_Short task_.
Retype the data below without altering anything.

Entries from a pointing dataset
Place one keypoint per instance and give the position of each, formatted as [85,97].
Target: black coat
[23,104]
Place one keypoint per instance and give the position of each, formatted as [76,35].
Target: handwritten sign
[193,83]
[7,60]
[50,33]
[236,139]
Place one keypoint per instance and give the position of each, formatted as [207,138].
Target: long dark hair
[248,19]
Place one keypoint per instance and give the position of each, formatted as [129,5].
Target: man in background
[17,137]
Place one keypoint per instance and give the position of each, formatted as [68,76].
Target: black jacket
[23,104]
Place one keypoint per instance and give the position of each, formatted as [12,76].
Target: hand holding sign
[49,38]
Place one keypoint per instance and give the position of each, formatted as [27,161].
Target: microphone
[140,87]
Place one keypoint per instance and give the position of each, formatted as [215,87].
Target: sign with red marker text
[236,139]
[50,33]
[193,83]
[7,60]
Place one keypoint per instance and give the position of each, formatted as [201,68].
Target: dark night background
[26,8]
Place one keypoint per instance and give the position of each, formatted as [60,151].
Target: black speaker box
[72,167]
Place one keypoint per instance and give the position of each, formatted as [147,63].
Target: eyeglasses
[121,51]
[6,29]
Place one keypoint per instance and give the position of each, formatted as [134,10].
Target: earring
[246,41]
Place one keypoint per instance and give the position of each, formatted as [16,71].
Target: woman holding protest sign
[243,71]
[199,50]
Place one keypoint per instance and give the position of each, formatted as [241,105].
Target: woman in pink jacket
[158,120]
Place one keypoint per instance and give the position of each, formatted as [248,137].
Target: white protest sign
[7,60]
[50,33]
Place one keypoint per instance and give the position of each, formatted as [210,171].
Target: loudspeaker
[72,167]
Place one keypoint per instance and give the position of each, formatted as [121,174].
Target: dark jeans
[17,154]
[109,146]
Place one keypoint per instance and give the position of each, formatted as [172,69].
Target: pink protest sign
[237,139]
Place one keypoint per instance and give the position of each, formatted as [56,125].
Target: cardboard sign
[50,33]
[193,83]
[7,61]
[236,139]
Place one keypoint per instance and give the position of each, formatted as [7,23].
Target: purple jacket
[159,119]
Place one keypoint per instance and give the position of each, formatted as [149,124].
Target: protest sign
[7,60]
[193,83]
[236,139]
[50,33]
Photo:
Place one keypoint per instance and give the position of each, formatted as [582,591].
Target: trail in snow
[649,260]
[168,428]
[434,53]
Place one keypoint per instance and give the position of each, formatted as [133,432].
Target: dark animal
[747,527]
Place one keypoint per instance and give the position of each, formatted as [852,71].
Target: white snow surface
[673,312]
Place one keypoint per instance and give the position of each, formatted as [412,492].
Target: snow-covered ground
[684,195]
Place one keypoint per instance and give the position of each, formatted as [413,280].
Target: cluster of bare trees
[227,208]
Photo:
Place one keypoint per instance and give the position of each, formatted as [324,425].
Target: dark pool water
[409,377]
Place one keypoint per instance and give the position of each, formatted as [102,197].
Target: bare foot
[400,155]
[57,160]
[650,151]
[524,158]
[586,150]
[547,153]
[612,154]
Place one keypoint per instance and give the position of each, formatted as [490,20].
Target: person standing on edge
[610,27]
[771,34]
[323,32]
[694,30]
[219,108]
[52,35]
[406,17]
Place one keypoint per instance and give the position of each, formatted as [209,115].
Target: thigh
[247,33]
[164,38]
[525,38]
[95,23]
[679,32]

_Output for this exercise_.
Place one keypoint per instance and give the position of each, formatted as [85,97].
Target: black coat
[23,104]
Place one keypoint per instance and give the position of each, formatted as [76,35].
Target: handwritten sign
[193,83]
[7,60]
[50,33]
[236,139]
Place one keypoint per instance and give the position of each, formatted as [207,138].
Target: long dark hair
[248,19]
Place one keypoint per instance and give the position of each, formatted as [129,5].
Target: man in background
[17,137]
Place one keypoint per instance and give the position of each, formatted as [68,76].
Target: black jacket
[23,104]
Place one keypoint per instance and give the position of each, formatted as [12,76].
Target: hand holding sign
[49,38]
Place one keypoint per instance and give the position of each, formatted as [27,161].
Target: microphone
[140,87]
Place one keypoint per instance and give the position of each, formatted as [215,87].
Target: sign with red marker text
[236,139]
[50,33]
[193,83]
[7,60]
Place one keypoint per instance and give the position of each, formatted as [201,68].
Target: dark night background
[26,8]
Place one keypoint per instance and give the position of each, formatted as [60,151].
Target: black speaker box
[72,167]
Place one keypoint per instance and give the position of each, formatted as [147,63].
Target: eyeglasses
[121,51]
[6,29]
Place one keypoint per instance and give the position of each, formatted as [134,10].
Target: earring
[246,41]
Place one keypoint per instance and give the position of each, formatted as [16,71].
Target: woman holding protest sign
[243,71]
[199,50]
Place one keypoint per instance and give the position of each, formatted as [241,105].
Target: woman in pink jacket
[158,120]
Place one keypoint per instance and give the position of each, formatted as [248,137].
Target: white protest sign
[7,60]
[50,33]
Place one keypoint per instance and give the position of each, formatted as [210,171].
Target: loudspeaker
[72,167]
Place one keypoint per instance and give the position of each, formatted as [121,174].
Target: dark jeans
[17,154]
[109,146]
Place one keypoint per instance and give the position of each, formatted as [172,69].
Target: pink protest sign
[237,139]
Place one keypoint per instance and give the position of each, formatted as [56,125].
Target: cardboard sign
[50,33]
[193,83]
[7,61]
[236,139]
Place one keypoint per instance and give the position of each, formatted as [7,23].
Target: purple jacket
[159,119]
Place one keypoint per instance and give the position of each, formatted as [149,124].
Target: protest sign
[7,60]
[193,83]
[236,139]
[50,33]
Photo:
Place one keypoint per instance and give the position of each, formatted as [582,591].
Target: trail in snow
[649,260]
[168,428]
[434,53]
Place one keypoint per instance and give the position of each, formatted as [133,432].
Target: dark animal
[747,527]
Place one keypoint per instance and give the position of each, formatted as [852,71].
Target: white snow surface
[673,312]
Place one keypoint per instance and give the position of each, formatted as [412,492].
Target: snow-covered ground
[684,195]
Place one keypoint per instance and give the position of each, formatted as [413,280].
Target: cluster of bare trees
[227,208]
Photo:
Place one keypoint per instance and give the position of each, formatted as [324,425].
Target: dark pool water
[409,377]
Place one keypoint per instance and give the position of each, formatted as [102,197].
Target: bare foot
[400,155]
[57,160]
[650,151]
[524,158]
[586,150]
[547,153]
[612,154]
Place one keypoint per instance and give the position of each, formatted as [490,20].
Target: person standing on edge
[610,27]
[771,34]
[323,32]
[694,30]
[219,108]
[52,35]
[406,17]
Place one keypoint per instance and give the position of each, formatted as [209,115].
Target: thigh
[247,33]
[164,38]
[525,38]
[95,23]
[679,32]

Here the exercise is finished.